### Exercise aim:
Give an unaltered copy of the listing below, minus its pictures.

### Extracted records:
■ ■ ■ ■

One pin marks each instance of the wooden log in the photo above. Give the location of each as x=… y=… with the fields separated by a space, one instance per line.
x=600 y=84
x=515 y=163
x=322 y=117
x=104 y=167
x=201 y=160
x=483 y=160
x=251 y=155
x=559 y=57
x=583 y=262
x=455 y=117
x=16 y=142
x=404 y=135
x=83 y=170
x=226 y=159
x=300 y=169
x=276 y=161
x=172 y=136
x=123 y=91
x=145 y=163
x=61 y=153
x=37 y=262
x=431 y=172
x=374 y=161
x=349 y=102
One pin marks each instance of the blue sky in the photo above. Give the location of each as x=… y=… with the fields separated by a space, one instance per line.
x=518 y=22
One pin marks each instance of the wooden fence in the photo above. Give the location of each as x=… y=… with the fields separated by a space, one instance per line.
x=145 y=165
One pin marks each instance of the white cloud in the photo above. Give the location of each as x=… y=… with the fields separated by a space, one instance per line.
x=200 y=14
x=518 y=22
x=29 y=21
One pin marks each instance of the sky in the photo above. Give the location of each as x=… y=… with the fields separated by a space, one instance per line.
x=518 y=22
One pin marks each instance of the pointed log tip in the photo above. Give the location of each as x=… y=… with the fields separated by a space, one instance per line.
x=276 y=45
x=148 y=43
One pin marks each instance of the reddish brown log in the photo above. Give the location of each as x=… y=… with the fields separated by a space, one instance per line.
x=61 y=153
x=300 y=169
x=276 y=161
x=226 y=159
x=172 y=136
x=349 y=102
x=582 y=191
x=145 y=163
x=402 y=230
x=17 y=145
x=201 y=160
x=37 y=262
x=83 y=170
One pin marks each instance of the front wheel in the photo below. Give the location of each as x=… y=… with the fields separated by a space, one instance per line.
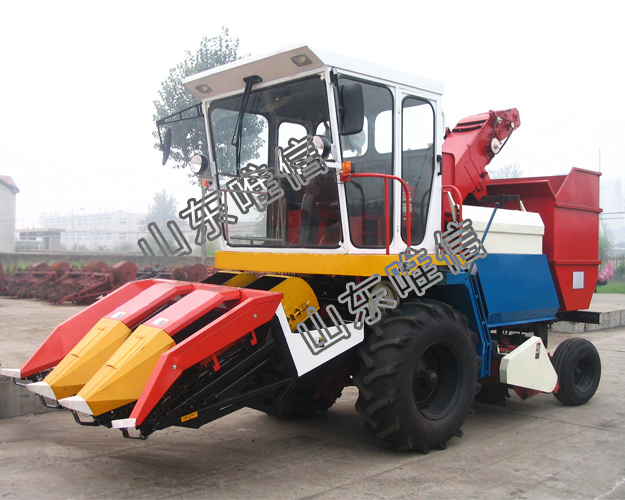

■ ■ ■ ■

### Solution to this exercise:
One pin marks each instance of the wooden log in the photo above. Give the location of each as x=… y=… with the fields separated by a space, one instance per line.
x=600 y=84
x=515 y=163
x=322 y=117
x=104 y=167
x=201 y=160
x=483 y=160
x=251 y=155
x=559 y=57
x=583 y=262
x=455 y=117
x=16 y=142
x=404 y=135
x=83 y=170
x=226 y=159
x=300 y=169
x=276 y=161
x=172 y=136
x=123 y=91
x=145 y=163
x=61 y=153
x=37 y=262
x=431 y=172
x=374 y=161
x=349 y=102
One pin marks each instance of the blue sky in the photo above. Give the location of each as x=… y=… with the fields separated by a space, one instance per line.
x=518 y=22
One pin marks each instance of the wooden fence in the photo above. Give the location of each as x=… y=… with the fields separated by a space, one instance per line.
x=145 y=165
One pin marks each instance of the white cloud in the photo above. Give the location of each as x=… y=… with the fields separated by a space, one instance per line.
x=200 y=14
x=518 y=22
x=29 y=21
One pin marks each instance of the sky in the photo above. Give the location of each as x=… y=… with the fields separated by a space, one instance per line.
x=518 y=22
One pin marks each instance of the pointed log tip in the photo above. Give the location of each as x=… y=… with the fields separated by a space, one instance per line.
x=276 y=45
x=148 y=43
One pin marks each instance of the reddish brown log in the photo above. Give the location of each as x=… y=… with the fields separated by a space, one instance per line.
x=61 y=153
x=300 y=169
x=276 y=161
x=226 y=159
x=172 y=136
x=349 y=102
x=582 y=191
x=145 y=163
x=402 y=230
x=17 y=145
x=201 y=160
x=37 y=262
x=83 y=170
One pin marks each instance of the front wheel in the photo below. Give the location of each as x=… y=… with the fields separated by a space, one instance per line.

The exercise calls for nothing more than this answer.